Your answer should consist of each line below that includes the word "bridge".

================

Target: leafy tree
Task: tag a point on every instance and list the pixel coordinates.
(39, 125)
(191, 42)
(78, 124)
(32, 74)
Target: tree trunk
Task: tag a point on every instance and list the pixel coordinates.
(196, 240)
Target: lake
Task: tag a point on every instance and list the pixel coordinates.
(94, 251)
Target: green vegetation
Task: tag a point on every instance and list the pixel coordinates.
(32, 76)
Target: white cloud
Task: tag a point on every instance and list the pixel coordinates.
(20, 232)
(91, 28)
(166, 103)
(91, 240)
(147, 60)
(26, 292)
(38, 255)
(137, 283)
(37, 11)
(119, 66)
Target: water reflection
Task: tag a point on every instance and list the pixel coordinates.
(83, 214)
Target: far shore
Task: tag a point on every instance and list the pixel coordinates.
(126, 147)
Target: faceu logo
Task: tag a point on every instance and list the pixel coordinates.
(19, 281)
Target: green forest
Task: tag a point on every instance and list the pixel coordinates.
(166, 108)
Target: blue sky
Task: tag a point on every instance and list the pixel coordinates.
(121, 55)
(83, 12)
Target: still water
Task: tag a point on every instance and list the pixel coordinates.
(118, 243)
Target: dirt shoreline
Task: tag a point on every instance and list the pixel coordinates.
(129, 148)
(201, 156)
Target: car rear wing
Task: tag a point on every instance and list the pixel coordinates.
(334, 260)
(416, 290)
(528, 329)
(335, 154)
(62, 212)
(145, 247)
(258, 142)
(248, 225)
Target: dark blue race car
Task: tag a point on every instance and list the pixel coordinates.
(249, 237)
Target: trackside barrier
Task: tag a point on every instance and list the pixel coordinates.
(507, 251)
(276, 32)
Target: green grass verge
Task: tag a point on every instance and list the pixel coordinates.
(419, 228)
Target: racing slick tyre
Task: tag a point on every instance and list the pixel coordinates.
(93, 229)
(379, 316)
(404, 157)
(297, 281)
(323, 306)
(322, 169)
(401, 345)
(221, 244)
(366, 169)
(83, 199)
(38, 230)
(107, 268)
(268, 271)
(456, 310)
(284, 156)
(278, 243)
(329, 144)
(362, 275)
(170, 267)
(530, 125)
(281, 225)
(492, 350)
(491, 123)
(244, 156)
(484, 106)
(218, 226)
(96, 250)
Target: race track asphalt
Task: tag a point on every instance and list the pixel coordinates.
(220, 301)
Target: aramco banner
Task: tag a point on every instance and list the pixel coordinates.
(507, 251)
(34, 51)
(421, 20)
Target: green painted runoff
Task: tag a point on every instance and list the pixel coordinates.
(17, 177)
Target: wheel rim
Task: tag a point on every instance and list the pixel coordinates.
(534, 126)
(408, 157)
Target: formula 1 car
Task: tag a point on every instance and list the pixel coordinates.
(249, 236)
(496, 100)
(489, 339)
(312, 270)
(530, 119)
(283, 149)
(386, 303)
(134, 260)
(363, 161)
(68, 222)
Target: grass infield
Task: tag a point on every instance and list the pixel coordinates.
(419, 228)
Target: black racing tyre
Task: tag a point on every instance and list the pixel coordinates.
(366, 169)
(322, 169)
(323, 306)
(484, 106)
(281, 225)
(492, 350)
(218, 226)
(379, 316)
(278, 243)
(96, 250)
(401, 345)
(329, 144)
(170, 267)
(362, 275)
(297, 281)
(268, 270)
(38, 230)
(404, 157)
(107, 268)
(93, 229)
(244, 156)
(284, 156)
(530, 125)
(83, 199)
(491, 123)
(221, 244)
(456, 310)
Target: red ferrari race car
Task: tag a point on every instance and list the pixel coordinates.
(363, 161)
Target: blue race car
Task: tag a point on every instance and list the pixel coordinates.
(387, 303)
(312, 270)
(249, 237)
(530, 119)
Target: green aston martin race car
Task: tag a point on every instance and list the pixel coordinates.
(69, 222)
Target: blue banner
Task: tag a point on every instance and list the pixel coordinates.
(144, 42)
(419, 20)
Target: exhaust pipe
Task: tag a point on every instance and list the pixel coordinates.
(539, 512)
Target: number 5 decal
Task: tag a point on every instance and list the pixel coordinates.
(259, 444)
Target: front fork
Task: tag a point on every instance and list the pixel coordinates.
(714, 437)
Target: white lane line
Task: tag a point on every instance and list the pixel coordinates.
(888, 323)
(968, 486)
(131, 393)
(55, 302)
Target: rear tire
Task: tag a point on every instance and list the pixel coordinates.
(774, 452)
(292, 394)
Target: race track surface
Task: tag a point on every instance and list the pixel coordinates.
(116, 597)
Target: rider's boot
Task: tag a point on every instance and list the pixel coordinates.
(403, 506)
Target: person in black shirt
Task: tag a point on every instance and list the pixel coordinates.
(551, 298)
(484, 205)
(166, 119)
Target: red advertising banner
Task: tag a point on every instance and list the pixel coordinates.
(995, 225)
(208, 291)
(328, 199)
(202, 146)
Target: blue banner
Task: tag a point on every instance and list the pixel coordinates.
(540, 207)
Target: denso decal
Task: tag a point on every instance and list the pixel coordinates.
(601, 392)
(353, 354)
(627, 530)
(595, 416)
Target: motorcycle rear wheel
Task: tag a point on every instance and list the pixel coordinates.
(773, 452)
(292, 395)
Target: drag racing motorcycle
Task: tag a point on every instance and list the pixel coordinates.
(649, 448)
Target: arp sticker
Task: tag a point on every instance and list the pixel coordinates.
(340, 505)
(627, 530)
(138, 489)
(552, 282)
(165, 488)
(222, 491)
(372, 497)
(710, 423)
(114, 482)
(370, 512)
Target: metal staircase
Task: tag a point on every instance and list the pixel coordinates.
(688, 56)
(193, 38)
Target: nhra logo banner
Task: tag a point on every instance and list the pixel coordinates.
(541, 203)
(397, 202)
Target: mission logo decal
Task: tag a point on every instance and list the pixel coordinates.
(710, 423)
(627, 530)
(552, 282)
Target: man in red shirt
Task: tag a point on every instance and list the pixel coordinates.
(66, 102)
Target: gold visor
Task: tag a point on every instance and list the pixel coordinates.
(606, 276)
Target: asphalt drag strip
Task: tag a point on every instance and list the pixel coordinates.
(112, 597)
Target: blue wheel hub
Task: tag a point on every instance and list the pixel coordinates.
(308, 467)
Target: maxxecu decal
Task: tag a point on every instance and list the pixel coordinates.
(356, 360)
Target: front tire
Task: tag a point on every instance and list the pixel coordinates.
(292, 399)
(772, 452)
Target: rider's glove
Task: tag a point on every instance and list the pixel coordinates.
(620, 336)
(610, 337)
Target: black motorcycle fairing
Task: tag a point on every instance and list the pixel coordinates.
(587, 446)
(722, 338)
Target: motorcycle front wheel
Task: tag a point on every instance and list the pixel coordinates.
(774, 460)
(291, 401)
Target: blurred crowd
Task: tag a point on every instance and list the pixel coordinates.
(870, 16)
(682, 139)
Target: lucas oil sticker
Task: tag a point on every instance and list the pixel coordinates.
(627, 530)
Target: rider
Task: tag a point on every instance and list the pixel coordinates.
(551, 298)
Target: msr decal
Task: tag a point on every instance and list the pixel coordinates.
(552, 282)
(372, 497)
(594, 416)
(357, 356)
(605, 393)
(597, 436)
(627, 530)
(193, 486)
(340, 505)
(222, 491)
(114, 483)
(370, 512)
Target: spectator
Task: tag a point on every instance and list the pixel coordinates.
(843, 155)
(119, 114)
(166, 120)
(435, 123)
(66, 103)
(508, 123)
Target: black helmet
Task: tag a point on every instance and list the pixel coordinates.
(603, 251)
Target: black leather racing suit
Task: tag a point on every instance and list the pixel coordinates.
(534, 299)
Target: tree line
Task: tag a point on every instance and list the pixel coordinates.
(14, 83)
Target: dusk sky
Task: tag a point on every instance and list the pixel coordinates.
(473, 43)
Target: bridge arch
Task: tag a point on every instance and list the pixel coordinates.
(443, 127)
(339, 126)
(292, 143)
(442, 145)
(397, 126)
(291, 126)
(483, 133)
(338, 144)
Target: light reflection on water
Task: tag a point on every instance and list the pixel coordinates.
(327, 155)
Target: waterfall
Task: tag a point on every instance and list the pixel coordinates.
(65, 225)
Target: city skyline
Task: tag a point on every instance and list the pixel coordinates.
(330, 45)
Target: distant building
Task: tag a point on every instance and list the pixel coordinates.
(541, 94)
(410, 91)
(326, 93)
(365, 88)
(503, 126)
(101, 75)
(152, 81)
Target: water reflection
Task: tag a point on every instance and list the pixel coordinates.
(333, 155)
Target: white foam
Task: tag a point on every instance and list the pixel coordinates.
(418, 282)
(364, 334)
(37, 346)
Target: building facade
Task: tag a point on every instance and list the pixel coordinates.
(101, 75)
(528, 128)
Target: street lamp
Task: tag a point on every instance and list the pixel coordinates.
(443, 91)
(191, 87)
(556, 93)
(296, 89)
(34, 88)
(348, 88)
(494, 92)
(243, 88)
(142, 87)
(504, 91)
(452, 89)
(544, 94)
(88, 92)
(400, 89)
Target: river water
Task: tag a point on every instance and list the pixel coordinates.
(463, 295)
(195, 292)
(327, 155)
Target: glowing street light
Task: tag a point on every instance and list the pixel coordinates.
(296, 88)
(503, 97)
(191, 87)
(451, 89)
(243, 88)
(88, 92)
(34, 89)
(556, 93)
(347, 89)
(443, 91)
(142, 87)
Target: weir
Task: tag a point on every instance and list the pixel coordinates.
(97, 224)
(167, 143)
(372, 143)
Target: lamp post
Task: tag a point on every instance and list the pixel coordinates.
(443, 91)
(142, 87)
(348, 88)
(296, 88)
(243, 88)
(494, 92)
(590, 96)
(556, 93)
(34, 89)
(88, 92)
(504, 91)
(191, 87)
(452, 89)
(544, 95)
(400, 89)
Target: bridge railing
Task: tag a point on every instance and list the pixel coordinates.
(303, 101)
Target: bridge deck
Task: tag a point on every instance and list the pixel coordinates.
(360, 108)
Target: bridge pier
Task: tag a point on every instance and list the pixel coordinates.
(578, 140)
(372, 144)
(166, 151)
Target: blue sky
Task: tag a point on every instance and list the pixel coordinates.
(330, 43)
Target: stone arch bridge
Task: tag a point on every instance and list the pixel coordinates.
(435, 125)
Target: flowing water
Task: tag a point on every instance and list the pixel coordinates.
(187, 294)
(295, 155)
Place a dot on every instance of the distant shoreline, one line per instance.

================

• Written answer:
Target: bridge arch
Target: bridge railing
Target: bridge deck
Target: bridge pier
Target: stone arch bridge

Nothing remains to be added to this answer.